→ Given exercise 1
Select every line in the rows that contains the string "green", matching case exactly.
*** Supplied passage ***
# 1972 Ford 3000 Diesel Clutch pedal replacement



## White Silkie (Sep 29, 2018)

I have owned my 1972 Ford 3000 Diesel tractor for over 10 years now. Recently a part of the clutch pedal that holds a linkage rod (shown on the 8th and 9th pictures) broke and I have been trying to replace the whole clutch pedal for past a few days but not been successful so far. The rod that holds the clutch pedal will not come and I have a manual but it does not show what I need. (shown on the 4th, 5th, 6th, and 7th pictures).

I don't even call myself a mechanic and have little knowledge about tractor parts or any technical terms. I am just trying to save money to do it myself instead of taking this to a professional. So, please look at the photos that I attached to see what I am talking about.

If someone out there who knows about this tractor and can give me an advice to replace this pedal successfully, I desperately need your help. Thank you in advance!


----------



## RC Wells (Dec 26, 2008)

Go to the opposite side of the transmission, get help to wiggle the clutch, and you will find the opposite end of the shaft. Remove the keeper and slide the entire assembly out to the pedal side.

If the shaft has worn grooves where the bushings ride, it may take some wiggling and twisting of the assembly as you pull.

Photo of the pedal and shaft:


----------



## Ultradog (Feb 27, 2005)

RC Wells is correct. You attack the clutch pedal from the opposite side. If you do that drain the rear end first.
But I wouldn't do it that way.
Do you have a welder and are you capable of doing a decent weld repair?
If not are you close to soneone who could weld it for you?
That would be a very simple thing to weld up right on the tractor without taking any more of it apart. 
Rent or borrow a trailer and haul it to even a mediocre welder. But take it to a self service car wash and clean the filthy thing first.


----------



## White Silkie (Sep 29, 2018)

Thank you all! I thought about welding it first but then I started to think if I need to replace the whole thing since the part is so old. 

How hard would it be to put the shaft back in if I choose to replace. What could happen in the worst case scenario? What is this shaft holding? Does this go through the transmission???
As I mentioned, I have little knowledge and experience to work on tractor. 

And if you can send me pictures of the other side of a tractor where I need to push this shaft, I would appreciate it.


----------



## Hacke (Feb 22, 2011)

Bad luck, November 1st 1972 they changed that solution to the one in this picture:
http://forumbilder.se/CE888/dsc-0002.jpg
Much easier to deal with.
*** Material for the task ***
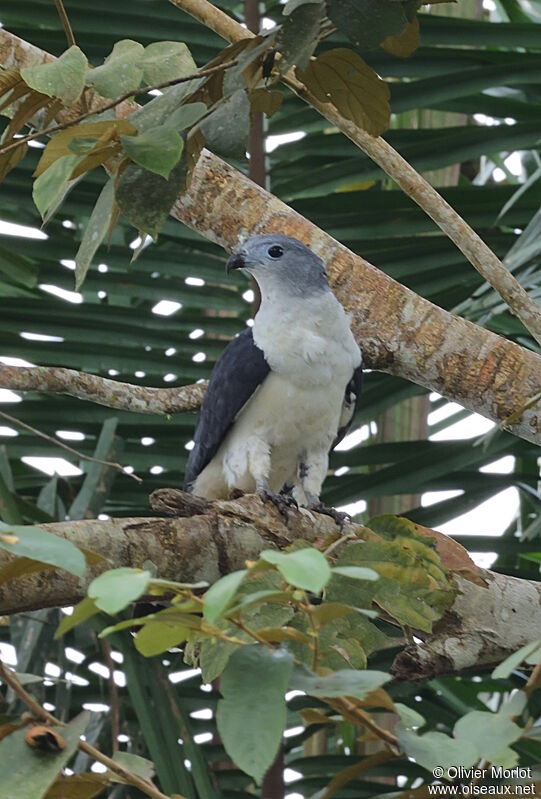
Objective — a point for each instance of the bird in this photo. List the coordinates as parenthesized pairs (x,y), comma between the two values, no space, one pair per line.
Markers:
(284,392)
***
*** Material for the task ***
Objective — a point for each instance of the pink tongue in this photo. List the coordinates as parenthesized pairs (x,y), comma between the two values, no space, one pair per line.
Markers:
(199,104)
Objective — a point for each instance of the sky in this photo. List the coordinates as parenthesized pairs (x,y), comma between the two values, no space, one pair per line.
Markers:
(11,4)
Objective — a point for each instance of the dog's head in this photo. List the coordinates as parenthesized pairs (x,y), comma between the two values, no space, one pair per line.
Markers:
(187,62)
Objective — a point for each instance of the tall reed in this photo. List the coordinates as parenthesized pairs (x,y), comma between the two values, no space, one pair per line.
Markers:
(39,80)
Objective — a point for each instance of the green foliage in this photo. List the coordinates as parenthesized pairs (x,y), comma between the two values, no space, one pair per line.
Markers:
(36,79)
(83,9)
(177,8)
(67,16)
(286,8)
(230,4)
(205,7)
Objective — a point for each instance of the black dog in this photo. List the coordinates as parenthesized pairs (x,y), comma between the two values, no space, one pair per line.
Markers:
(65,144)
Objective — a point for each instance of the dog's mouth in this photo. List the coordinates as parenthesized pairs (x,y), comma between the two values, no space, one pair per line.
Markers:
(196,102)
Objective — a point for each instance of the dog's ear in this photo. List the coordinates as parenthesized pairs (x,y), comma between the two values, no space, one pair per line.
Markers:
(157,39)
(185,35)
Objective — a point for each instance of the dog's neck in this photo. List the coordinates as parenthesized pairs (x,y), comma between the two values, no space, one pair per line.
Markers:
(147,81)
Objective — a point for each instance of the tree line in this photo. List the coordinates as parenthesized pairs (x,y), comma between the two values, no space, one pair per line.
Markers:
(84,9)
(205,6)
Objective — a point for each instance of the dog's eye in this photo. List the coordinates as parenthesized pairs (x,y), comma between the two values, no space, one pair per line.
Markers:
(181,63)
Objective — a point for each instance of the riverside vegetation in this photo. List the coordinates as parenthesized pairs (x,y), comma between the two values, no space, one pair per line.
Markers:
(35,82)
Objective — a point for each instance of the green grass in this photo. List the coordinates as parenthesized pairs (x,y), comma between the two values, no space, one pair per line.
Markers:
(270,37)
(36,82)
***
→ Given exercise 2
Answer these questions from the clutch pedal thread.
(a) For how long has the first poster owned the tractor?
(b) What does Ultradog say to do first if you attack the clutch pedal from the opposite side?
(c) On what date does Hacke say the design was changed?

→ Exercise result 1
Objective — a point for each instance of the green foliage in this photo. List the coordinates as parenthesized pairs (x,y), comma between the two values, no space, one pair per line.
Objective — a point for each instance of the green grass in this photo. List the coordinates as parenthesized pairs (x,y), comma between the two values, no space, one pair per line.

→ Exercise result 2
(a) For over 10 years.
(b) Drain the rear end.
(c) November 1st 1972.